** Start Excerpt provided **
And corresponding to this eigenvalue, lambda 0, we can define an eigenvector v, which has elements that are all positive as well. And this lambda 0 eigenvalue, the largest one, is alone in terms of, all other eigenvalues are smaller in magnitude. And this result turns out to be very useful in working with positive matrices.

The notes here go through the proof of that. I guess they’re included here, if we wanted to get into technical proofs of linear algebra. And I don’t want to do that. Let’s see. I finished these notes with just some mention of different news sources that you should consider exploring in finance. Well, there’s Yahoo Finance, which is where we can easily collect price data.

But you should know that the Wall Street Journal is-- you can get a free subscription with that through your Kerberos password-- or ID, rather. So that’s very useful. And then there are a number of other sites that you may find useful.

Now, let’s see. In our very first lecture, I indicated how we could use RStudio to collect data, plot time series of different stocks or other assets. And in this lecture 2, I distributed this workspace, which has R scripts and output for looking at portfolios of stocks and considering equal-weighted portfolios with different components in the equal weights.

And so if you go to the Rstudio Cloud project-- so with RStudio Cloud, or maybe it’s Cloud Rstudio, one can upload different R programs in this project. And so has anyone in the class yet used RStudio Cloud for any of the examples? I’d like everyone to at least be capable of doing that. And I’d like proof that it actually works with students doing it. So it would be great for some of you to consider that.
** End Excerpt provided **
** Start Provided data **
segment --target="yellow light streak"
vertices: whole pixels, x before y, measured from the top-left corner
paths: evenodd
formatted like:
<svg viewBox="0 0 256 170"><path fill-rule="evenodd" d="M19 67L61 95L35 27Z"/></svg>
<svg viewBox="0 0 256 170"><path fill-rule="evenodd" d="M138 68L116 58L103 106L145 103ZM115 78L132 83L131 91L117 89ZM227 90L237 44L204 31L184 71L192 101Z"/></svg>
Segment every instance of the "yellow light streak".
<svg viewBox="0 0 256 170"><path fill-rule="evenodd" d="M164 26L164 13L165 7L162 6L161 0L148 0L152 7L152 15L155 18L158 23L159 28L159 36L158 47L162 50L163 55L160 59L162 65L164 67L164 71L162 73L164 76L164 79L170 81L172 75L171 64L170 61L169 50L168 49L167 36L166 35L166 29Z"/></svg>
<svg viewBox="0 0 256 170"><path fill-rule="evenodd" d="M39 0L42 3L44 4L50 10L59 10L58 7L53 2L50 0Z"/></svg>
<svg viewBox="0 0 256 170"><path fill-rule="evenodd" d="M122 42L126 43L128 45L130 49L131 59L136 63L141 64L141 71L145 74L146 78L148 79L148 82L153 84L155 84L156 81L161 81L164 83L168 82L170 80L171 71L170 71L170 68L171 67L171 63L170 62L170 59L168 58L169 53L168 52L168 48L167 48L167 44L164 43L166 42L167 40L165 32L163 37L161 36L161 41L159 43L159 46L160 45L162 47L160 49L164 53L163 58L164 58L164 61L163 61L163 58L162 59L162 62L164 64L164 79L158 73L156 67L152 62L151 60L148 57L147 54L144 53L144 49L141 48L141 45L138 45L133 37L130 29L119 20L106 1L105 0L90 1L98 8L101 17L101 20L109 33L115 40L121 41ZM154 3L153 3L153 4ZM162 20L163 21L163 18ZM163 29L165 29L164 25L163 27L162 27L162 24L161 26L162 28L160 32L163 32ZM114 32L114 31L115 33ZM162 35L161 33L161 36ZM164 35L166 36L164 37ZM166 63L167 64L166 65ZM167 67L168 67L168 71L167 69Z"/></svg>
** End Provided data **
=== Exercise task A ===
Translate this sentence from the lecture excerpt into Spanish: "And this result turns out to be very useful in working with positive matrices."
=== Exercise task B ===
According to the lecture excerpt, which news source lets you easily collect price data?
You won't need the records for any of this.

=== Task result A ===
Y este resultado resulta ser muy útil al trabajar con matrices positivas.

=== Task result B ===
Yahoo Finance.